→ Passage du texte
________________
Depuis la sortie de Gothic Kabbalah en 2007, Therion a connu quelques changements de line-up. Peux-tu revenir sur ce qu’il s’est passé ?
Christofer Johnsson : Le précédent line-up a simplement eu l’honnêteté de reconnaître que nos meilleurs moments étaient derrière nous. Nous avons voulu éviter de décliner de manière trop importante. Nous aurions encore pu faire quelques excellents albums et quelques tournées mondiales ensemble, je pense. Je trouve qu’il faut que Therion se mette en danger, qu’il risque sa carrière à chaque album car nous avons fait nos meilleurs disques lorsque nous étions sous pression et le dos contre le mur. La routine s’installait. Je l’ai compris le jour où Kristian Niemann m’a dit qu’il enregistrerait les guitares du nouvel album après le boulot… Il ne faisait pas cela avant. Maintenant, il préfère bosser le jour pour avoir plus de fric. Pourtant Therion lui rapporte suffisamment. Le fait de bosser à côté signifie que l’on n’est pas à 100% concentré sur Therion. Or, ça ne va pas. J’ai fait la remarque aux frères Niemann et ils ont été d’accord avec mon point de vue. J’admire leur franchise car la plupart des gens auraient menti pour rester en place. J’ai du mal à les laisser partir aussi car je connais leur valeur et leurs compétences musicales. Heureusement j’ai trouvé un line-up nouveau où règne une super atmosphère.
Pas de problèmes à l’horizon ? Car tu semblais t’être enfin stabilisé avec les frères Niemann…
C. J. : Notre bassiste Nalle a quelques soucis avec l’alcool… Disons que la mère de ses enfants est loin d’être une personne responsable et ses enfants sont très dépendants de lui. Et il a développé un léger problème de boisson. Cela peut être ennuyeux lorsque nous partons en tournée où la tentation est partout. Un musicien en tournée ne boit pas du tout ou boit tout le temps, en fait… Il n’y a pas de juste milieu. Nous avons donc pris un remplaçant pour la tournée bien que Nalle fasse toujours partie du groupe. On verra ce que ça va donner. Mis à part le tout premier line-up de Therion, je ne me suis jamais retrouvé avec des gens que je considérais comme des amis. Juste de bons collègues de boulot. Aujourd’hui je peux dire que le line-up est constitué d’amis. Notre chanteur principal n’a même pas de problème d’ego (rires) ! Notre guitariste n’a pas essayé de nous impressionner lors de ses auditions comme tous les autres à jouer derrière sa tête en faisant des sauts périlleux. C’est parfait pour rejoindre le cirque mais pas pour Therion (rires).
________________
→ Enregistrements fournis
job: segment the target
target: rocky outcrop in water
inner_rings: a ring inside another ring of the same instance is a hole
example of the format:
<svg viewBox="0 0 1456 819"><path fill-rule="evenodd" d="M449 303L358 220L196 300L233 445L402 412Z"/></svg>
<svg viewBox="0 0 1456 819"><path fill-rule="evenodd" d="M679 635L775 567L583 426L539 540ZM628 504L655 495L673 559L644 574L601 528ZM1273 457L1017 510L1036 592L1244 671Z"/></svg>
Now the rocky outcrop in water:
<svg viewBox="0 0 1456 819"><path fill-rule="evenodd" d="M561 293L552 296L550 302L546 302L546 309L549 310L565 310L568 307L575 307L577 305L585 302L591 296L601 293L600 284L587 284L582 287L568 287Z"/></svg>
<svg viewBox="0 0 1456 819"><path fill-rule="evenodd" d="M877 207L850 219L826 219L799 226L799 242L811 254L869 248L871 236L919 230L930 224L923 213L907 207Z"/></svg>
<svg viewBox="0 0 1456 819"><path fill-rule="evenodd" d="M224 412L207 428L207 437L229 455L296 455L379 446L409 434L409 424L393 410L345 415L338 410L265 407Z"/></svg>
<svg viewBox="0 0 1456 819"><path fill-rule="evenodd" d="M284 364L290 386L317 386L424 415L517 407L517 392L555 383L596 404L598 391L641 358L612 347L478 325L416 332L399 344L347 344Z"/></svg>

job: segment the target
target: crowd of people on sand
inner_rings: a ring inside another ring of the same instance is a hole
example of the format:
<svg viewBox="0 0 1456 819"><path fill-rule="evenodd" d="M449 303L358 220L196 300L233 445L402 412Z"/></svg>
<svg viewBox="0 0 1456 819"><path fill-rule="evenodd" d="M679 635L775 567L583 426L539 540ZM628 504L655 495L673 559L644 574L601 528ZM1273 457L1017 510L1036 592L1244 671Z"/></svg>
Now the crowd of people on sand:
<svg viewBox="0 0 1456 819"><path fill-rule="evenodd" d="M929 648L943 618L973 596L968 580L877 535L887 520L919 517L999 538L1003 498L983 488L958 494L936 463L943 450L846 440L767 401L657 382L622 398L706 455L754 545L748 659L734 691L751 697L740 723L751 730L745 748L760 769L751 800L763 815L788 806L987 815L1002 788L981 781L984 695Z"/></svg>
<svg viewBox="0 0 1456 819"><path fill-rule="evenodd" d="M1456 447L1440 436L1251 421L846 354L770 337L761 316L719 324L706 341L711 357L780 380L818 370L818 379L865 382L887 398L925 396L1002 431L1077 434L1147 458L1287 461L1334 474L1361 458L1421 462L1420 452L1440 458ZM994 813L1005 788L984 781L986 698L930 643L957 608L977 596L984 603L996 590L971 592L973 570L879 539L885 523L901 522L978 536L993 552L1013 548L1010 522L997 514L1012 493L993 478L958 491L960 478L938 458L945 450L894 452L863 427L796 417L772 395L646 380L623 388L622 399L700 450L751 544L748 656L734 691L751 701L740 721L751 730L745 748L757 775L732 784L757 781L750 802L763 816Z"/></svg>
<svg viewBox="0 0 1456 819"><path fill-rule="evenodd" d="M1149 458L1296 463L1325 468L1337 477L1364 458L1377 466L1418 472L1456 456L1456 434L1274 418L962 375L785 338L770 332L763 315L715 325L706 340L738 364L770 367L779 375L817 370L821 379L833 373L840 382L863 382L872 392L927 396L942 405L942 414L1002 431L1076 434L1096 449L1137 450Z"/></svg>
________________
→ Consigne écrite 1
Recopiez mot pour mot les enregistrements, depuis leur première ligne jusqu'à la ligne contenant « 364L290 386L317 386L424 », celle-ci comprise.
→ Consigne écrite 2
Poursuivez l'entretien sur Therion à partir de l'endroit où il s'arrête, s'il vous plaît.
L'entretien et les enregistrements proviennent de sources distinctes.

→ Réponse écrite 1
job: segment the target
target: rocky outcrop in water
inner_rings: a ring inside another ring of the same instance is a hole
example of the format:
<svg viewBox="0 0 1456 819"><path fill-rule="evenodd" d="M449 303L358 220L196 300L233 445L402 412Z"/></svg>
<svg viewBox="0 0 1456 819"><path fill-rule="evenodd" d="M679 635L775 567L583 426L539 540ZM628 504L655 495L673 559L644 574L601 528ZM1273 457L1017 510L1036 592L1244 671Z"/></svg>
Now the rocky outcrop in water:
<svg viewBox="0 0 1456 819"><path fill-rule="evenodd" d="M561 293L552 296L550 302L546 302L546 309L549 310L565 310L568 307L575 307L577 305L585 302L591 296L601 293L600 284L587 284L582 287L568 287Z"/></svg>
<svg viewBox="0 0 1456 819"><path fill-rule="evenodd" d="M877 207L850 219L826 219L799 226L799 242L811 254L869 248L871 236L919 230L930 224L923 213L907 207Z"/></svg>
<svg viewBox="0 0 1456 819"><path fill-rule="evenodd" d="M224 412L207 428L207 437L229 455L296 455L379 446L409 434L409 424L393 410L345 415L338 410L265 407Z"/></svg>
<svg viewBox="0 0 1456 819"><path fill-rule="evenodd" d="M284 364L290 386L317 386L424 415L517 407L517 392L555 383L596 404L598 391L641 358L612 347L478 325L416 332L399 344L347 344Z"/></svg>

→ Réponse écrite 2
Cela se ressent d’ailleurs dans votre nouvel album,
Sitra Ahra. Il y a moins de démonstrations techniques mais une grande honnêteté combinée avec une sorte de retour à ces sonorités que vous aviez délaissées…
C. J. : Christian Vidal et moi parlions un jour et nous nous sommes dit à propos des soli de guitare qu’il fallait qu’on fasse attention à les rendre mémorables. Avec une bonne ligne de chant, tout le monde, même le type avec dix bières dans le nez au fond de la salle, se rend compte du moindre changement en concert. Il faut que cela soit pareil pour les soli autrement cela signifie que le solo est mauvais ! Nous avions ça en tête au moment d’enregistrer
Sitra Ahra. J’ai rencontré des guitaristes capables de faire du shred à la Malmsteen sans faillir mais incapables de faire vivre une rythmique à la AC/DC. C’est là qu’on comprend le génie et le talent de ce groupe. Si vous voulez juger le groove de n’importe quel groupe, demandez-lui de faire une reprise d’AC/DC : c’est le baromètre ultime. Nous avons essayé de faire cela sur
Sitra Ahra en laissant passer quelques approximations dans le jeu et en ne supprimant pas touts les dynamiques dans le son comme le font des centaines de groupes de nos jours. Je trouve que l’album sonne comme un disque des années 80 qui vient d’être remasterisé. Ca ressemble à un enregistrement analogique.
Juste avant
Sitra Ahra, tu as sorti deux albums live avec Therion. Est-ce que cela a eu un impact sur ce que tu voulais faire avec le disque, notamment en te replongeant dans de vieux titres ?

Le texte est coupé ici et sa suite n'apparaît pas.